## Begin TEXT EXTRACT

I've been playing around with Ruby as of late and I can't seem to find the answer to my question.
I have a class and a subclass. Class has some initialize method, and subclass has its own initialize method that is supposed to inherit some (but not all) variables from it and additionally add its own variables to the subclass objects.
My Person has #name, #age and #occupation.
My Viking is supposed to have a #name and #age which it inherits from Person, and additionally a #weapon which Person doesn't have. A Viking obviously doesn't need any #occupation, and shouldn't have one.
# doesn't work
class Person
def initialize(name, age, occupation)
#name = name
#age = age
#occupation = occupation
end
end
class Viking < Person
def initialize(name, age, weapon)
super(name, age) # this seems to cause error
#weapon = weapon
end
end
eric = Viking.new("Eric", 24, 'broadsword')
# ArgError: wrong number of arguments (2 for 3)
You can make it work in the following ways, but neither solution appeals to me
class Person
def initialize(name, age, occupation = 'bug hunter')
#name = name
#age = age
#occupation = occupation
end
end
class Viking < Person
def initialize(name, age, weapon)
super(name, age)
#weapon = weapon
end
end
eric = Viking.new("Eric", 24, 'broadsword')
# Eric now has an additional #occupation var from superclass initialize
class Person
def initialize(name, age, occupation)
#name = name
#age = age
#occupation = occupation
end
end
class Viking < Person
def initialize(name, age, occupation, weapon)
super(name, age, occupation)
#weapon = weapon
end
end
eric = Viking.new("Eric", 24, 'pillager', 'broadsword')
# eric is now a pillager, but I don't want a Viking to have any #occupation
The question is either
is it by design and I want to commit some Cardinal Sin against OOP principles?
how do I get it to work the way I want to (preferably without any crazy complicated metaprogramming techniques etc)?
How super handles arguments
Regarding argument handling, the super keyword can behave in three ways:
When called with no arguments, super automatically passes any arguments received by the method from which it's called (at the subclass) to the corresponding method in the superclass.
class A
def some_method(*args)
puts "Received arguments: #{args}"
end
end
class B < A
def some_method(*args)
super
end
end
b = B.new
b.some_method("foo", "bar") # Output: Received arguments: ["foo", "bar"]
If called with empty parentheses (empty argument list), no arguments are passed to the corresponding method in the superclass, regardless of whether the method from which super was called (on the subclass) has received any arguments.
class A
def some_method(*args)
puts "Received arguments: #{args}"
end
end
class B < A
def some_method(*args)
super() # Notice the empty parentheses here
end
end
b = B.new
b.some_method("foo", "bar") # Output: Received arguments: [ ]
When called with an explicit argument list, it sends those arguments to the corresponding method in the superclass, regardless of whether the method from which super was called (on the subclass) has received any arguments.

## End TEXT EXTRACT
## Begin DATASET ROWS

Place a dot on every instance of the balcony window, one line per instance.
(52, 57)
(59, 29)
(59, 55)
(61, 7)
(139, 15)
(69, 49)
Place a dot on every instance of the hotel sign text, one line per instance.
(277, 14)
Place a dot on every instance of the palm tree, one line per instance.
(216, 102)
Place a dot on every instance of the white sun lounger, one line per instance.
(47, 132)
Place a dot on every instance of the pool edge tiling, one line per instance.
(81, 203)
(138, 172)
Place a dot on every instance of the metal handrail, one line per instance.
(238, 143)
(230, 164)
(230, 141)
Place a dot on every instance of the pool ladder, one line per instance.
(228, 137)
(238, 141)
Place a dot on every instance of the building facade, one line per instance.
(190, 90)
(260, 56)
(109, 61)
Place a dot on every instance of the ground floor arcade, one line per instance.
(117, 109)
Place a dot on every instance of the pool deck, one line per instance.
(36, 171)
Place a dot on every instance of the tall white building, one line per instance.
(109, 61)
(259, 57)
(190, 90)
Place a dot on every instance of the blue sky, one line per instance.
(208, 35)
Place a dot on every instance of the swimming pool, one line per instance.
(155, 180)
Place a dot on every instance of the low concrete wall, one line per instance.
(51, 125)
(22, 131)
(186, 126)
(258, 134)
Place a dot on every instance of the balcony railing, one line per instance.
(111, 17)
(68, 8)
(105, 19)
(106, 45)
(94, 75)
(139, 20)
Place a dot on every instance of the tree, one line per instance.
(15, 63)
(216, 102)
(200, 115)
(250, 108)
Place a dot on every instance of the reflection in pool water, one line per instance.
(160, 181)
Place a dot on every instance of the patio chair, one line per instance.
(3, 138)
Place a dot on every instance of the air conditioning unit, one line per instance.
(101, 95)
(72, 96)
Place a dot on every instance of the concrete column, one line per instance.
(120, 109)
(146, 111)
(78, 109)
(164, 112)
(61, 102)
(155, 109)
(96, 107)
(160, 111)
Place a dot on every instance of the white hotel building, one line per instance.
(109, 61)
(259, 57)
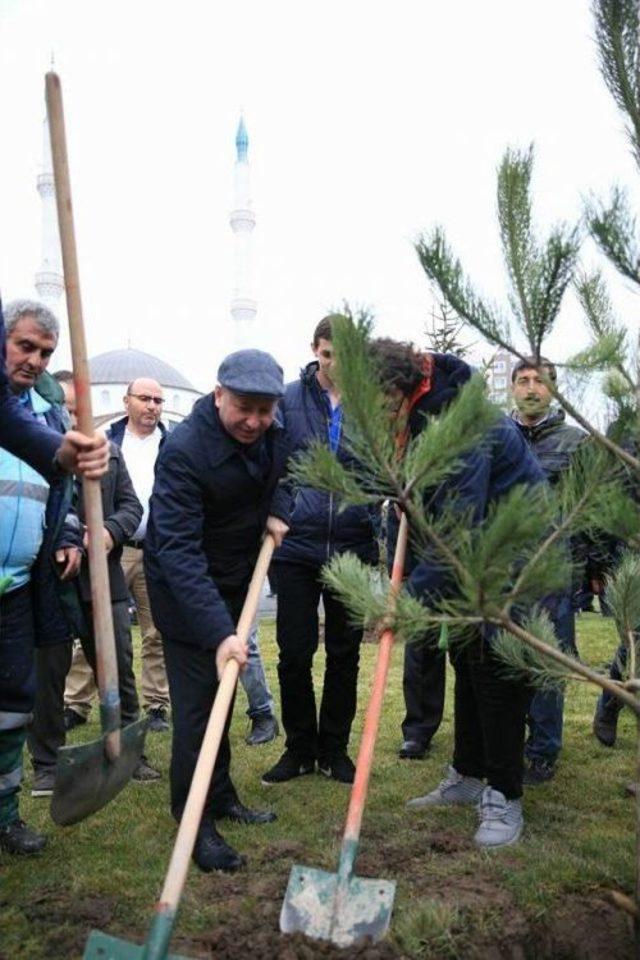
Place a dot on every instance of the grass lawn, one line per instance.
(545, 897)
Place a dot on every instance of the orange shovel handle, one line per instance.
(374, 708)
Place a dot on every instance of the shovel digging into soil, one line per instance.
(340, 906)
(100, 946)
(90, 775)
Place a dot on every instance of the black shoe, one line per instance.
(211, 852)
(605, 724)
(338, 767)
(157, 717)
(287, 768)
(144, 772)
(538, 771)
(19, 838)
(237, 812)
(412, 750)
(72, 719)
(264, 729)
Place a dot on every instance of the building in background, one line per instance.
(498, 373)
(242, 219)
(112, 372)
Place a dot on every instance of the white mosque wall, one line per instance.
(108, 406)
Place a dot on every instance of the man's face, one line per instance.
(323, 352)
(530, 393)
(245, 417)
(29, 350)
(70, 401)
(143, 404)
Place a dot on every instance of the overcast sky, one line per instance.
(368, 122)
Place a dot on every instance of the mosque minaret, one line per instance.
(49, 281)
(242, 220)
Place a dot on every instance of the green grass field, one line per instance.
(545, 897)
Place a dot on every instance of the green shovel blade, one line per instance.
(316, 905)
(86, 779)
(100, 946)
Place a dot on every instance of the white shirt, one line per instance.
(140, 456)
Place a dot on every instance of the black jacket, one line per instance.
(20, 434)
(122, 513)
(318, 528)
(210, 502)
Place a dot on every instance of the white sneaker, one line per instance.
(501, 820)
(455, 788)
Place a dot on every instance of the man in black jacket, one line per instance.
(216, 488)
(311, 412)
(554, 442)
(42, 448)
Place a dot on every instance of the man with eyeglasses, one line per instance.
(140, 435)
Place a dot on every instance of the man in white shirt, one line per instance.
(140, 435)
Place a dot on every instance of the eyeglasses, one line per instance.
(147, 398)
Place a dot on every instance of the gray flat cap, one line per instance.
(253, 372)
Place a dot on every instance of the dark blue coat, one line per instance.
(20, 434)
(210, 502)
(115, 433)
(503, 461)
(318, 529)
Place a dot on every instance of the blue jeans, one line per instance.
(546, 710)
(254, 681)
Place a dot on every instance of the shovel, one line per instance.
(340, 906)
(100, 946)
(88, 776)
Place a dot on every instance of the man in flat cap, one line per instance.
(216, 490)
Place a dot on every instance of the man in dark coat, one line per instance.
(424, 670)
(216, 487)
(490, 707)
(553, 441)
(311, 411)
(44, 449)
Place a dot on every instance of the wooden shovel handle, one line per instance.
(374, 708)
(190, 822)
(100, 595)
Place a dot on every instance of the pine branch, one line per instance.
(569, 663)
(610, 337)
(521, 659)
(446, 273)
(614, 229)
(605, 441)
(514, 217)
(436, 453)
(617, 38)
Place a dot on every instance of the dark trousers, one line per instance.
(309, 735)
(193, 685)
(490, 711)
(545, 718)
(47, 733)
(423, 685)
(17, 692)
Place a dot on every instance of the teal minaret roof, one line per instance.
(242, 142)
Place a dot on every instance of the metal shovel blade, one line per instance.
(100, 946)
(86, 779)
(316, 905)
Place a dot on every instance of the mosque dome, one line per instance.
(123, 366)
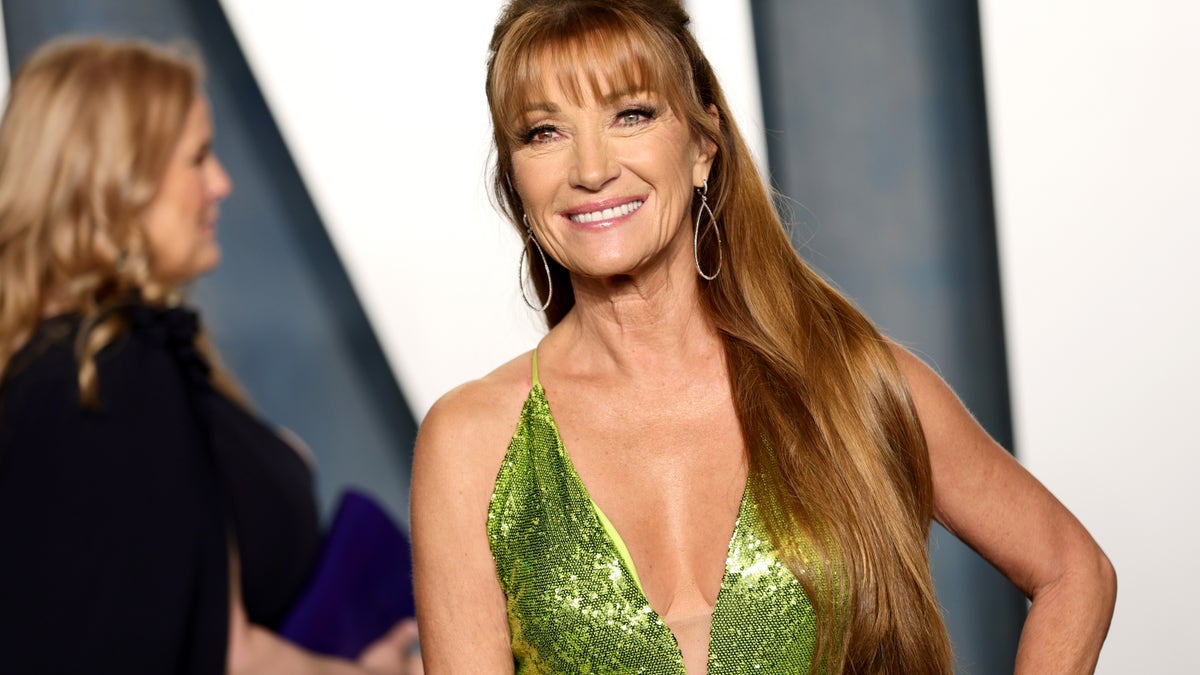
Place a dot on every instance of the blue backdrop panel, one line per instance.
(877, 137)
(280, 306)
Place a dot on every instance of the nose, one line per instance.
(220, 185)
(593, 163)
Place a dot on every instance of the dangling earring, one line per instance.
(545, 263)
(695, 236)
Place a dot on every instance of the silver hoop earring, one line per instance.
(545, 263)
(695, 236)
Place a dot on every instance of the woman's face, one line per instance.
(607, 184)
(180, 222)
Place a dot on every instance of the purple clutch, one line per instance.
(363, 584)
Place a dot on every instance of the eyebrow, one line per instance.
(610, 99)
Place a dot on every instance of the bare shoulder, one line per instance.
(931, 396)
(460, 448)
(466, 434)
(479, 414)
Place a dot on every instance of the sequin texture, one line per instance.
(575, 608)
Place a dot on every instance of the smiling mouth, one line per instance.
(607, 214)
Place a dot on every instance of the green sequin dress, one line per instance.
(574, 601)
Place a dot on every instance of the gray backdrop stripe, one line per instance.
(877, 138)
(280, 306)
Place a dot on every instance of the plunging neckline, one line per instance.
(615, 541)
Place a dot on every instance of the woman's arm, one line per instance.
(460, 604)
(995, 506)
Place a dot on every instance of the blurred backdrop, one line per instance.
(1006, 187)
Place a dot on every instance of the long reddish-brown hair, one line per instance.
(837, 455)
(87, 135)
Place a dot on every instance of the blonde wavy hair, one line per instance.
(843, 465)
(88, 132)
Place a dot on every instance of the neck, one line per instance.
(640, 323)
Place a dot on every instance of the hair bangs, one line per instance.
(591, 58)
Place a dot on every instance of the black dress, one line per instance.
(115, 523)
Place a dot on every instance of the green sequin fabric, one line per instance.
(573, 604)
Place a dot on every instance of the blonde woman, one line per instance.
(150, 523)
(713, 463)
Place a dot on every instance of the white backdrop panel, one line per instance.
(1093, 108)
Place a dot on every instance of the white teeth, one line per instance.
(607, 214)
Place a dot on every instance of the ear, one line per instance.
(703, 165)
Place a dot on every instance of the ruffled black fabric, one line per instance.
(174, 328)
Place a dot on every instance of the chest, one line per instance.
(575, 603)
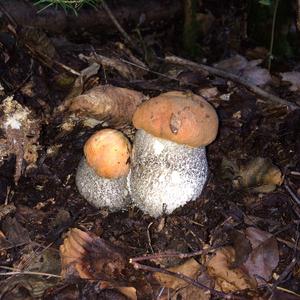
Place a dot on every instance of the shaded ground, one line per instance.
(47, 203)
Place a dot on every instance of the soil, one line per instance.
(46, 203)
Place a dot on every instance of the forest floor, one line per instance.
(238, 240)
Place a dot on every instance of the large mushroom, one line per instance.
(101, 176)
(168, 163)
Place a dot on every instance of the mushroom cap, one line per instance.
(108, 152)
(184, 118)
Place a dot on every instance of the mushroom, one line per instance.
(168, 163)
(101, 176)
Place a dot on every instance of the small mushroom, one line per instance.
(168, 163)
(101, 176)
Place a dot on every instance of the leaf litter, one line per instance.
(244, 224)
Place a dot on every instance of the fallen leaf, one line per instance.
(259, 174)
(21, 133)
(109, 104)
(228, 279)
(90, 257)
(190, 268)
(264, 257)
(293, 78)
(249, 70)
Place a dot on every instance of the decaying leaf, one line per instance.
(45, 262)
(90, 257)
(264, 256)
(190, 268)
(293, 78)
(21, 132)
(248, 69)
(228, 279)
(258, 175)
(113, 105)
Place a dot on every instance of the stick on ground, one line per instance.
(217, 72)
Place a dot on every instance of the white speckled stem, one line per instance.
(99, 191)
(165, 175)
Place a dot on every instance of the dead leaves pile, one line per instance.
(89, 257)
(21, 131)
(258, 175)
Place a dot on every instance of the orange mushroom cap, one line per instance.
(108, 152)
(184, 118)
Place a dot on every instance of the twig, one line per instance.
(292, 194)
(217, 72)
(289, 244)
(119, 27)
(170, 254)
(186, 279)
(272, 35)
(149, 237)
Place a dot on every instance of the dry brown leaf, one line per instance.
(90, 257)
(190, 268)
(193, 292)
(226, 278)
(105, 103)
(293, 78)
(250, 70)
(260, 175)
(264, 257)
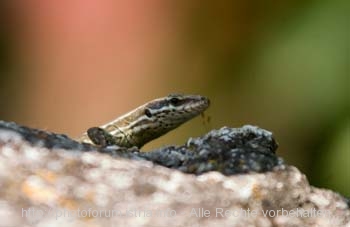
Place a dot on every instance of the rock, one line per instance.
(47, 179)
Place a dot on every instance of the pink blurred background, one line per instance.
(281, 65)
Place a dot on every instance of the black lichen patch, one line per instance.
(227, 150)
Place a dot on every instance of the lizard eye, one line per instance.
(174, 101)
(148, 113)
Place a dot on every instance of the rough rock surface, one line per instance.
(50, 180)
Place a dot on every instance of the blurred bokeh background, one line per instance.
(281, 65)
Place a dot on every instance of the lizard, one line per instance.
(147, 122)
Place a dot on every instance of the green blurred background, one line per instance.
(280, 65)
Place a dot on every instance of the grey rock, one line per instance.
(45, 183)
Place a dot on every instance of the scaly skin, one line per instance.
(147, 122)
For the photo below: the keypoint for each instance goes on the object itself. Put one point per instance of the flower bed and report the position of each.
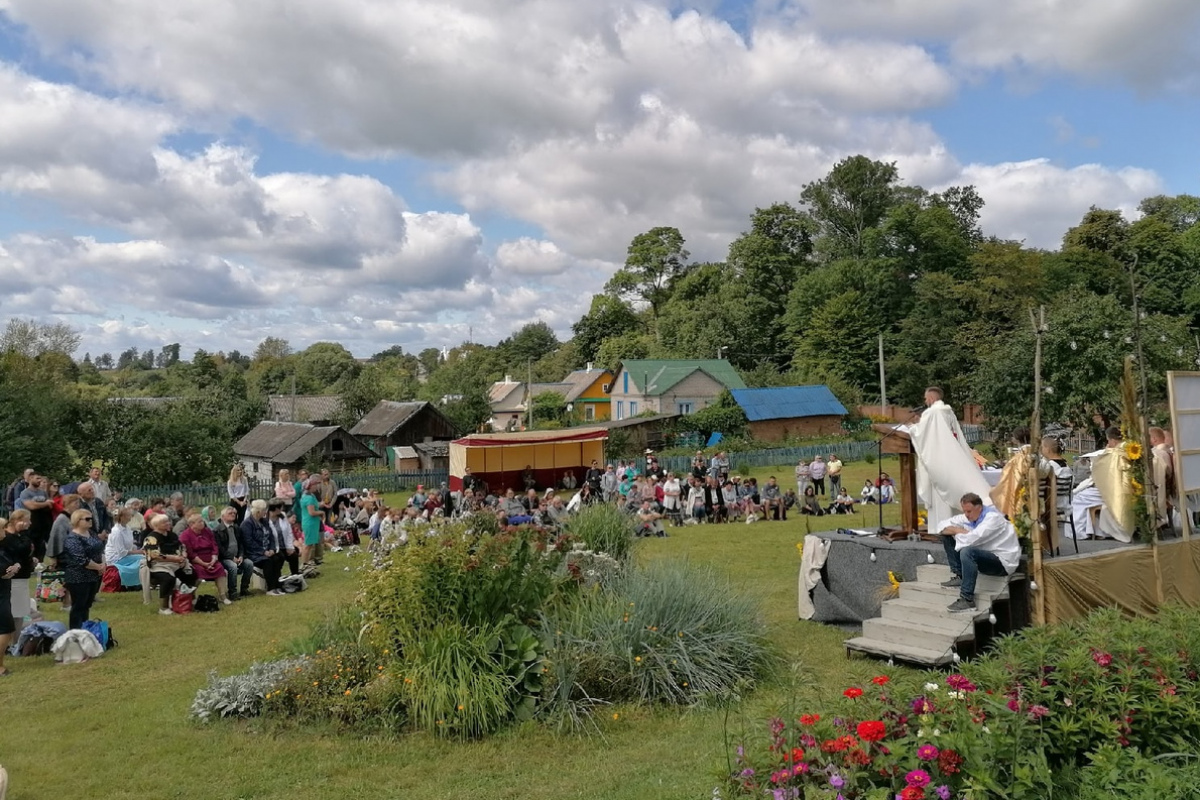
(1047, 703)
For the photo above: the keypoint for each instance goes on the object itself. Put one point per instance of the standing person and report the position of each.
(816, 471)
(233, 553)
(83, 563)
(166, 560)
(238, 489)
(41, 513)
(261, 546)
(205, 555)
(100, 486)
(310, 522)
(285, 487)
(803, 479)
(328, 495)
(833, 469)
(18, 549)
(9, 570)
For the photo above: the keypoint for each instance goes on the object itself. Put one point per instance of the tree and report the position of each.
(653, 260)
(609, 317)
(33, 338)
(529, 343)
(271, 348)
(850, 200)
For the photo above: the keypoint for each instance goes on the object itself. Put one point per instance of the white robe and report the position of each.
(946, 468)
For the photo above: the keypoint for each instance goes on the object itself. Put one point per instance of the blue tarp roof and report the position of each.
(787, 402)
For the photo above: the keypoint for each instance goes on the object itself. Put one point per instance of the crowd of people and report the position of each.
(89, 539)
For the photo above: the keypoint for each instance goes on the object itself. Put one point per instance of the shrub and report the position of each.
(1050, 707)
(240, 696)
(665, 633)
(605, 529)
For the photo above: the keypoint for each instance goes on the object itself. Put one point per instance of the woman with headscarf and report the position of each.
(205, 555)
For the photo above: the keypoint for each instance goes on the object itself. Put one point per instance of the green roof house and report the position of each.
(670, 385)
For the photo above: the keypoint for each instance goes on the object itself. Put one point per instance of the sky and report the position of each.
(427, 172)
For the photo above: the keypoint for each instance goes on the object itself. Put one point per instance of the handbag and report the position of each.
(51, 587)
(181, 602)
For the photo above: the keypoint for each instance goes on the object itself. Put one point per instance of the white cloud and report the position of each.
(1037, 202)
(1151, 46)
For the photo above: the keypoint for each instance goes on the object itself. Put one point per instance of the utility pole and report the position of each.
(883, 380)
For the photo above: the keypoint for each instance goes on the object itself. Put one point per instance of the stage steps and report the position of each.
(918, 627)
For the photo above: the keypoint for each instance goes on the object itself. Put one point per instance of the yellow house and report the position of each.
(588, 397)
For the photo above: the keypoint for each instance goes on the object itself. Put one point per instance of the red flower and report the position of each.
(948, 762)
(871, 731)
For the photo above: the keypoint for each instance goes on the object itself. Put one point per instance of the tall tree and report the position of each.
(850, 200)
(653, 260)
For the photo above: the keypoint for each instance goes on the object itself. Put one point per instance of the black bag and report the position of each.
(207, 605)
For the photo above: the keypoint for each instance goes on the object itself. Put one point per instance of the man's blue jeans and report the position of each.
(232, 569)
(970, 563)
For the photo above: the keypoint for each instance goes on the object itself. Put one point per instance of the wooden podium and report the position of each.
(898, 443)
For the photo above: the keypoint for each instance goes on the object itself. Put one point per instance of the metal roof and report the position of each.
(661, 374)
(787, 402)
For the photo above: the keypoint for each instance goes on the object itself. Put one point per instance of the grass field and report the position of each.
(119, 727)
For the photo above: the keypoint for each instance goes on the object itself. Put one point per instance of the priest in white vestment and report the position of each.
(1109, 492)
(946, 465)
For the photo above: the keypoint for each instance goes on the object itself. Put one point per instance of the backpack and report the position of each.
(207, 605)
(102, 632)
(293, 583)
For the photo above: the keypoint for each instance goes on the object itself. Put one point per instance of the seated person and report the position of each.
(773, 500)
(1086, 499)
(121, 552)
(843, 503)
(809, 504)
(977, 541)
(651, 521)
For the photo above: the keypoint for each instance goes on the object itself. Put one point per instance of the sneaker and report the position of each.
(961, 605)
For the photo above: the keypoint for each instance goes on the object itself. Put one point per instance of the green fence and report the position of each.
(202, 494)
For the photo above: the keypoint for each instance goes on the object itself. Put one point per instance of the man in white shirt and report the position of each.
(977, 541)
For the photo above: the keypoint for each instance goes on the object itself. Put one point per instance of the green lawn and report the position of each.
(118, 727)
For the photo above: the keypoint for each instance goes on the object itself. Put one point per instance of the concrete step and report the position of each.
(905, 653)
(934, 594)
(905, 609)
(917, 632)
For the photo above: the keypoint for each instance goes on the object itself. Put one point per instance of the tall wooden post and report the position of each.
(1032, 480)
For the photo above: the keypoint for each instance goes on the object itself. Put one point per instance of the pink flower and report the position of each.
(918, 779)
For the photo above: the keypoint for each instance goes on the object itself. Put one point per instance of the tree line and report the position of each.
(802, 296)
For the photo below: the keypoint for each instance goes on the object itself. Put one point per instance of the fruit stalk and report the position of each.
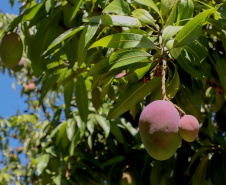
(164, 66)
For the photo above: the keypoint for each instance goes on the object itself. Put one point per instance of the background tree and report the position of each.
(92, 66)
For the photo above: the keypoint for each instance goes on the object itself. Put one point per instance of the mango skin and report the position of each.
(11, 49)
(158, 126)
(188, 128)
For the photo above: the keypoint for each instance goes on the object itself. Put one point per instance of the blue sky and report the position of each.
(10, 100)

## End DATASET ROWS

[GIVEN TASK] From the Ruby inheritance text, output the passage that begins at the words "# ArgError: wrong" and ends after the words "occupation = 'bug hunter')", unchanged. The items are not needed for this work.

[WRITTEN REPLY]
# ArgError: wrong number of arguments (2 for 3)
You can make it work in the following ways, but neither solution appeals to me
class Person
def initialize(name, age, occupation = 'bug hunter')